* WORK TO COMPLETE:
Could you copy out every line of the data in the stretch from the line containing "Could you please locate the alligator leg" through the line containing "xmin=103 ymin=116 xmax=457 ymax=182", offsetting each bounding box coordinate by +48 and keeping everything else the same?
━━━ DATA SHOWN ━━━
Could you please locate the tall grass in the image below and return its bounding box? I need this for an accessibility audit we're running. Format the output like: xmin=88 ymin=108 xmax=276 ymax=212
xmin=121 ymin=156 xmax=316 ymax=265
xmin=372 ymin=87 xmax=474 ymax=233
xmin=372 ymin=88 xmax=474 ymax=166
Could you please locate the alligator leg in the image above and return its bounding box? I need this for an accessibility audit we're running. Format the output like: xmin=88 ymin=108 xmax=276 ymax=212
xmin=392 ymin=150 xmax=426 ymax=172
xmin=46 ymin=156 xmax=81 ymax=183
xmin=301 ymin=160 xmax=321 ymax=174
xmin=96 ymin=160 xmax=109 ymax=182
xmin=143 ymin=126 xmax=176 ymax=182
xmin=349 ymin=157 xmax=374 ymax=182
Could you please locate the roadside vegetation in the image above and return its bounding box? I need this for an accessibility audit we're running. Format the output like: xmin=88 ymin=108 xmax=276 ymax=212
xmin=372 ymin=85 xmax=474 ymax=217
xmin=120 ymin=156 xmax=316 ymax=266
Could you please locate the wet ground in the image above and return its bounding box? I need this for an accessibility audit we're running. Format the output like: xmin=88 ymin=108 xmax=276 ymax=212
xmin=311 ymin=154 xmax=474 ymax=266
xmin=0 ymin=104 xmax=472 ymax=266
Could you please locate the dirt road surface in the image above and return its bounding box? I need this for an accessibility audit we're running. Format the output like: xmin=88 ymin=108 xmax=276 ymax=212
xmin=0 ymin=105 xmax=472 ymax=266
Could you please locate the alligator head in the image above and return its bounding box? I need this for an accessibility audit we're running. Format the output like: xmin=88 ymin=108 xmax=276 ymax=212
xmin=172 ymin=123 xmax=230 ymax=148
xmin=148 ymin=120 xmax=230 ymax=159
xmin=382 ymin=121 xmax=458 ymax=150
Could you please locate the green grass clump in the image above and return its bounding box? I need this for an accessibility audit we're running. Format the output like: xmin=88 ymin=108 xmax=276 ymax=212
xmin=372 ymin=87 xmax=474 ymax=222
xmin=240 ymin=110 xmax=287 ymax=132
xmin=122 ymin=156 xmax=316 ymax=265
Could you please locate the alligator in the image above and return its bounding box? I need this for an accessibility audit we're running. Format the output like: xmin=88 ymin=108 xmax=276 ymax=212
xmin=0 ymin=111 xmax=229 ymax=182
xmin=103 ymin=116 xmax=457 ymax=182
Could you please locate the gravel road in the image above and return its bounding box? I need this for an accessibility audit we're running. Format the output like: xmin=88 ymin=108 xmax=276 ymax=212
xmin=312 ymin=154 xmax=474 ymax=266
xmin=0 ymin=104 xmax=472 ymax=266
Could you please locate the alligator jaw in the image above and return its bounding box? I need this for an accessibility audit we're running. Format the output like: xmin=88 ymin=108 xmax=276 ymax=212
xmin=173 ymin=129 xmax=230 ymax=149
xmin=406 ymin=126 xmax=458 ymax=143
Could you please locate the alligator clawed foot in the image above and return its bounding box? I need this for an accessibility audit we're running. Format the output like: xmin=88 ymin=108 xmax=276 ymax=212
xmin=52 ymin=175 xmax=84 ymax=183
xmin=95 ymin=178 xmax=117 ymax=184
━━━
* TASK OUTPUT:
Could you please locate the alligator leg in the image above and return its bounding box? I need this for an accessibility audit we're running. Format the output like: xmin=88 ymin=108 xmax=276 ymax=212
xmin=440 ymin=198 xmax=474 ymax=220
xmin=94 ymin=204 xmax=129 ymax=231
xmin=349 ymin=208 xmax=369 ymax=222
xmin=144 ymin=208 xmax=157 ymax=230
xmin=191 ymin=174 xmax=224 ymax=230
xmin=397 ymin=205 xmax=422 ymax=230
Could you please locate the roadside vegetation in the image above and return its bounding box? I need this for an accessibility audit we're running. Format the output like: xmin=88 ymin=108 xmax=276 ymax=212
xmin=420 ymin=133 xmax=522 ymax=265
xmin=168 ymin=204 xmax=364 ymax=314
Could you please locate the wet ground in the image above and return its bounding box? I need this for an accessibility audit we're running. Format the output like: xmin=88 ymin=108 xmax=276 ymax=212
xmin=359 ymin=202 xmax=522 ymax=314
xmin=48 ymin=152 xmax=520 ymax=314
Could you please locate the dirt road surface in the image above and return its bounding box? I need this for an accessibility audit we're running. Format the output like: xmin=88 ymin=108 xmax=276 ymax=212
xmin=48 ymin=153 xmax=520 ymax=314
Could you please locate the alligator head in the image above and return its bounding box? I need this for an accessibility audit we're running. Format the output like: xmin=88 ymin=108 xmax=276 ymax=212
xmin=220 ymin=171 xmax=278 ymax=196
xmin=196 ymin=168 xmax=278 ymax=207
xmin=430 ymin=169 xmax=506 ymax=198
Could you please locate the green grass clump in the image above and return its bounding box? I need this for an accessibility audit we're running. Format the output like: xmin=88 ymin=108 xmax=276 ymax=212
xmin=420 ymin=135 xmax=522 ymax=270
xmin=288 ymin=158 xmax=335 ymax=180
xmin=170 ymin=204 xmax=364 ymax=313
Could you please locate the alligator in the image above and return its bounding box? I need this for an accessibility audit we're running. Format the output like: xmin=88 ymin=108 xmax=276 ymax=212
xmin=48 ymin=159 xmax=277 ymax=230
xmin=151 ymin=164 xmax=505 ymax=230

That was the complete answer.